## Data in this exercise
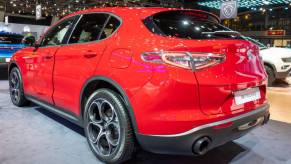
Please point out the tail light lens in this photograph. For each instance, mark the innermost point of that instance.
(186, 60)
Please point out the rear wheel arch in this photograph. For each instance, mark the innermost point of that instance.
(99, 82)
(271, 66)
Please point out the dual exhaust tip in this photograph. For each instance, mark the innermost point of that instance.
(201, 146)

...

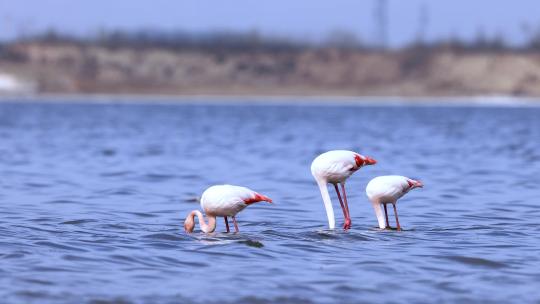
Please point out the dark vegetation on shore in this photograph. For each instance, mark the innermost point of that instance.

## Task description
Locate each line in the data above that contains the word "lens", and copy those lines.

## Full solution
Please point out the tail light lens in this photograph. For each instance, mark the innermost point of that instance.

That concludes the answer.